Task objective
Only the lines from the one containing "the player's neck?" through the end of the data below should be copied, each exactly as written and with both ends kept.

Material shown
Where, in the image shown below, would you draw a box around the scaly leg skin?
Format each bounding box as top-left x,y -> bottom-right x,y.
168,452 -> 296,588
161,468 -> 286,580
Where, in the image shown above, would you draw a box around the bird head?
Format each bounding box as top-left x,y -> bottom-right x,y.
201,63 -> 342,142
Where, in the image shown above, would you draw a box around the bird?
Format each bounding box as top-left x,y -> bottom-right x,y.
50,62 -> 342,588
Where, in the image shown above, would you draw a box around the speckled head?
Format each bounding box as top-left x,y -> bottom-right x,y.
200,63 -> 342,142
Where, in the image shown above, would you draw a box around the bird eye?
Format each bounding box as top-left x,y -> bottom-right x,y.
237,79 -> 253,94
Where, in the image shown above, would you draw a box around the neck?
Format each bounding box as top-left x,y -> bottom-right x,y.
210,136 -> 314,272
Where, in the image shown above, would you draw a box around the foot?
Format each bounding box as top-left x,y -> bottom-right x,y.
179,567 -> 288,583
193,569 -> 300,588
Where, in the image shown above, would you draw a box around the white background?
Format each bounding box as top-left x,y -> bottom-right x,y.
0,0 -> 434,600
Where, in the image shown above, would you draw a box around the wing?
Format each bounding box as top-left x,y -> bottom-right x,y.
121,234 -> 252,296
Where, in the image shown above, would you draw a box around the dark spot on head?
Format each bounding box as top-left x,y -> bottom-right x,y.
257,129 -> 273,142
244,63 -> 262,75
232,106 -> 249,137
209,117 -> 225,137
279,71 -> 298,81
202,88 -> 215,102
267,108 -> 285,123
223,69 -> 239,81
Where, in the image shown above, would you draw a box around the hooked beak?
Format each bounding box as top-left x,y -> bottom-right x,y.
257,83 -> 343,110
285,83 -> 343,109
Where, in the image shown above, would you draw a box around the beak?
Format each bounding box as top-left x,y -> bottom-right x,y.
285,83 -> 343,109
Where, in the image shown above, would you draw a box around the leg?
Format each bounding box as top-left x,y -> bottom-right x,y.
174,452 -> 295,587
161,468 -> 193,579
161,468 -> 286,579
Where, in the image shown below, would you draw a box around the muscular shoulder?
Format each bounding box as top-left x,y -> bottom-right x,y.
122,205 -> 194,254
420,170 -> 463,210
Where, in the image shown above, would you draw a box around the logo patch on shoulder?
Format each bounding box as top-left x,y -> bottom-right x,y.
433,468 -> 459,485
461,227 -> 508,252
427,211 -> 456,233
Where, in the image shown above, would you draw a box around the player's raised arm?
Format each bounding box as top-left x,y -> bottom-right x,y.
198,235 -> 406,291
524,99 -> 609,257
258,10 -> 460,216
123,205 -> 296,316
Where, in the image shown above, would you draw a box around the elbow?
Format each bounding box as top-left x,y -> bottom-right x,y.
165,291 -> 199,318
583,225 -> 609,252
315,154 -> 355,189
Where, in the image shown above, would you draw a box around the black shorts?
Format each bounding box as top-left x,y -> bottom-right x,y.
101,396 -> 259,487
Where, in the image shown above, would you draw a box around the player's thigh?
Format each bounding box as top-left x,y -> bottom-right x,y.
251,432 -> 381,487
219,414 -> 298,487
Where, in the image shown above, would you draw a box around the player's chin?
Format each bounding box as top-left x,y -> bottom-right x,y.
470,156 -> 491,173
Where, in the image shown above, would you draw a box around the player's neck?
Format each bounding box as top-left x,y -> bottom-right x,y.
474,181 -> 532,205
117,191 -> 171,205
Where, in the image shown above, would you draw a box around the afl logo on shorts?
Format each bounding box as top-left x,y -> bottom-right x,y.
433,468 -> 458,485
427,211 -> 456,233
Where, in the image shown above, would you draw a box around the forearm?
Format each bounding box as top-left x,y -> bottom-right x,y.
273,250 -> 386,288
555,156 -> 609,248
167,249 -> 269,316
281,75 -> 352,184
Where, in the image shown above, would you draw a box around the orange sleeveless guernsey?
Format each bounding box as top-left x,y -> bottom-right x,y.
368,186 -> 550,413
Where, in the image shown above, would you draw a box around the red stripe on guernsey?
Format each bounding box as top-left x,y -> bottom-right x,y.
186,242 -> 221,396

Response
Where, in the image shown above, would you draw a box around the player's neck?
Format each bounding box as top-left x,y -> bottom-right x,y.
474,181 -> 532,205
117,191 -> 171,205
Where, in the image shown above, would you draw a box around the afl logo on shorts?
Format each bounding box as top-left x,y -> bottom-right x,y.
433,468 -> 458,485
427,211 -> 456,233
Where, in the image shown above, would you draw a box around the forearm?
Format each bounding box as top-left x,y -> bottom-right x,y.
273,250 -> 386,288
555,156 -> 609,248
167,249 -> 269,316
281,75 -> 352,184
Where, in the image shown above, would you draw a box around the orange sleeveless guernsey?
Format each bounding box as top-left x,y -> bottom-right x,y.
368,186 -> 550,413
Where, in the image shown above, would you draw a box around the red stripe on guernsey?
Format each bounding box as top-left x,y -> bottom-right x,y.
186,242 -> 221,396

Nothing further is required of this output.